## Your goal
Give back the full set of entries that follows, exactly as written.

---- Data shown

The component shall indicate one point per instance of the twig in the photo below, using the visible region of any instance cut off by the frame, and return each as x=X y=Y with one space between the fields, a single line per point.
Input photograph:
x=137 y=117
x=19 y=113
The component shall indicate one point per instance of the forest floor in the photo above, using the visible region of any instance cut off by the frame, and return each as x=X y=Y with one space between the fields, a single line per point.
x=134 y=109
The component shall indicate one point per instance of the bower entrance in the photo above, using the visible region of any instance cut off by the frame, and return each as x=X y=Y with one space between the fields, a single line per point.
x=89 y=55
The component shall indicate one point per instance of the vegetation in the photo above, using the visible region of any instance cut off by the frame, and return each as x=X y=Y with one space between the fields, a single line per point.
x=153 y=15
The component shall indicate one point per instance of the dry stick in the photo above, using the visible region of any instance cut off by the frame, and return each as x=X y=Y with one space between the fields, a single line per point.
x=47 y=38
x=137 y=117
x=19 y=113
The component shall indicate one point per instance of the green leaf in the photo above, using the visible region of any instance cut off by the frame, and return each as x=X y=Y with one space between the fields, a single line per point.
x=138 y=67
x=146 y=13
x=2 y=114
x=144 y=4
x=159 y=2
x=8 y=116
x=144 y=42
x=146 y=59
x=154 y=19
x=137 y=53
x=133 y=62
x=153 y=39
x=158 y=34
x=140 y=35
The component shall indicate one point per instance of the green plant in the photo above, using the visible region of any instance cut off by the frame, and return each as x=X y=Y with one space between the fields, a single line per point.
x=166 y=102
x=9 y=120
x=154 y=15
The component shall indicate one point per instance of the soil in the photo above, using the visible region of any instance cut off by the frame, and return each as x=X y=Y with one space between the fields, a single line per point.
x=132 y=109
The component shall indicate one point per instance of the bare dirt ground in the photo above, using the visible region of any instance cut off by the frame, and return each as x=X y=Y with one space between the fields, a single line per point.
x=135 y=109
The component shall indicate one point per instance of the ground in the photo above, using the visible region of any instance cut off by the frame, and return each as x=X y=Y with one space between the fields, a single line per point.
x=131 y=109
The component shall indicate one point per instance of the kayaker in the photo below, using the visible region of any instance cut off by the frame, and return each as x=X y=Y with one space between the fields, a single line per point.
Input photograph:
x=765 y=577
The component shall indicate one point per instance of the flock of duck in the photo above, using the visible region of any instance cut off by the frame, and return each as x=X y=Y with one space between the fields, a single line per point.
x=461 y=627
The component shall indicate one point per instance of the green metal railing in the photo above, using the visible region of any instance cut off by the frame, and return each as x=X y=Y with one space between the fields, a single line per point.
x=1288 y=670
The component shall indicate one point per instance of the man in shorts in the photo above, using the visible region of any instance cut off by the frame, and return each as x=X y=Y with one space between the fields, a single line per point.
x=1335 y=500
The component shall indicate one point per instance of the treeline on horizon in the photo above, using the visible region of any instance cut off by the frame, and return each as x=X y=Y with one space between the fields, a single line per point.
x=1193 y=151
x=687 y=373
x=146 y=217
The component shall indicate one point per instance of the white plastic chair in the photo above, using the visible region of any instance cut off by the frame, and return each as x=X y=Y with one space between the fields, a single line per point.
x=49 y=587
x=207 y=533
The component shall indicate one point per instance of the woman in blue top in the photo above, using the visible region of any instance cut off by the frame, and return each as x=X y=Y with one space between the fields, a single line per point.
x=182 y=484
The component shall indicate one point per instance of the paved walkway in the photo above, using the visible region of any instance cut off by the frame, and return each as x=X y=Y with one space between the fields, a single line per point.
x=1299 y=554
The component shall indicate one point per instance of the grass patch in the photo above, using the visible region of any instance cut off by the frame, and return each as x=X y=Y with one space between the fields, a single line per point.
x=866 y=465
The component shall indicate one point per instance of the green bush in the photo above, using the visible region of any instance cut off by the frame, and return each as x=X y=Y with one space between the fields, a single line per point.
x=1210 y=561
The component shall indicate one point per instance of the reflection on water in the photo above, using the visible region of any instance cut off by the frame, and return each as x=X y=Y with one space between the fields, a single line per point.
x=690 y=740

--------

## Written solution
The component shall indicate one point per instance of the twig in the photo below, using the visible region of any instance cut off by the frame, and return each as x=X y=Y with one space between the fields, a single line per point.
Input photograph:
x=137 y=117
x=19 y=113
The component shall indicate one point per instance of the forest floor in the photo above, using the visible region of any instance cut off by the frame, and return each as x=X y=Y with one space between the fields, a single line per point.
x=134 y=109
The component shall indicate one point per instance of the bower entrance in the photo above, using the visible region of any instance cut off by the frame, and return each as x=X y=Y with one space between the fields, a single line per point.
x=89 y=55
The component shall indicate one point per instance of the vegetation in the photo above, using the visible region of any instance cut off by the frame, and return each as x=X y=Y with one space between the fields, a single line per point.
x=153 y=15
The component shall indicate one point per instance of the dry stick in the photo above, using the visible region of any instance cut off by the frame, and return each as x=X y=Y with one space between the fields, a single line per point.
x=47 y=38
x=137 y=117
x=19 y=113
The component shall indicate one point per instance of the green leaf in the photo above, using the visible region of any instance cut off by the frame, and return each as x=X y=Y with one space between the fields, a single line per point.
x=138 y=67
x=146 y=13
x=2 y=114
x=144 y=4
x=159 y=2
x=8 y=116
x=144 y=42
x=146 y=59
x=154 y=19
x=137 y=53
x=133 y=62
x=153 y=39
x=158 y=34
x=140 y=35
The component shall indicate one point per instance of the green plant in the photo above, using the visible region of any instance cut off by the frame, and return each as x=X y=Y with one space between the fields, a single line per point.
x=166 y=102
x=9 y=120
x=154 y=15
The component shall indicate one point per instance of the soil in the photo above, using the visible region of any instance cut off by the frame, and return each as x=X y=Y with one space between the fields, a single line per point.
x=132 y=109
The component shall indicate one point per instance of the bare dirt ground in the photo above, using the visible region of any instance cut off by the frame, and return each as x=X y=Y with one space between the fields, a single line per point.
x=135 y=109
The component shall indicate one point per instance of the ground in the photo above, using the visible region of any instance cut off by the frame, and return each as x=X y=Y with one space between the fields, a single line per point.
x=131 y=109
The component shall indicate one point per instance of the kayaker in the photo below, using the visible region of any instance cut off by the frame, and return each as x=X y=Y with one space between the fields, a single line per point.
Input photograph:
x=765 y=577
The component shall indicate one point per instance of the flock of duck in the photo above, using the visible region of any instance cut off by the frame, and return each as x=X y=Y with one space between the fields, a single line per point.
x=461 y=627
The component shall indicate one point per instance of the green metal railing in the photo above, using the visible region of any instance cut off by the frame, and return each as x=X y=Y with one space between the fields, a single line per point.
x=1288 y=670
The component shall indicate one point per instance of the man in shorts in the photo above, using the visible region of any instance cut off by the frame, and return each as x=X y=Y with one space between the fields, a single line per point.
x=1335 y=500
The component shall indicate one point per instance of the treeline on horizon in the photo above, using the visible region of any instance cut off by the frame, and return each as x=X y=Y with one space between the fields, a single line per point.
x=1193 y=151
x=687 y=373
x=146 y=217
The component shall indicate one point per instance of the white plastic chair in the photo above, using the visible region of any instance cut off by the frame, and return each as x=X y=Y with one space between the fields, a single line per point.
x=49 y=587
x=207 y=533
The component shall indicate one point per instance of the woman in blue top in the photo above, using the visible region of any instance cut off by the frame, and return each as x=X y=Y with one space between the fields, a single line per point.
x=182 y=484
The component shall indicate one point per instance of the paved walkway in the photo above, using the visible region of any instance cut off by the frame, and return each as x=X y=Y with one space between the fields, a single line per point.
x=1299 y=554
The component shall indicate one point per instance of the grass patch in the photo above, using the visible region of any instance cut off by the frame, and return each as x=X y=Y with one space between the fields, a single line per point.
x=866 y=465
The component shall indicate one point per instance of the green bush in the photo above, using the visible region of any instance cut off by the frame, and return each as x=X y=Y with one space between the fields, a single line per point.
x=1210 y=561
The component shall indicate one point per instance of the reflection on water in the photo above, using the visible region of any instance cut off by the frame, and return each as x=X y=Y with one space between the fields, a single line per point.
x=690 y=740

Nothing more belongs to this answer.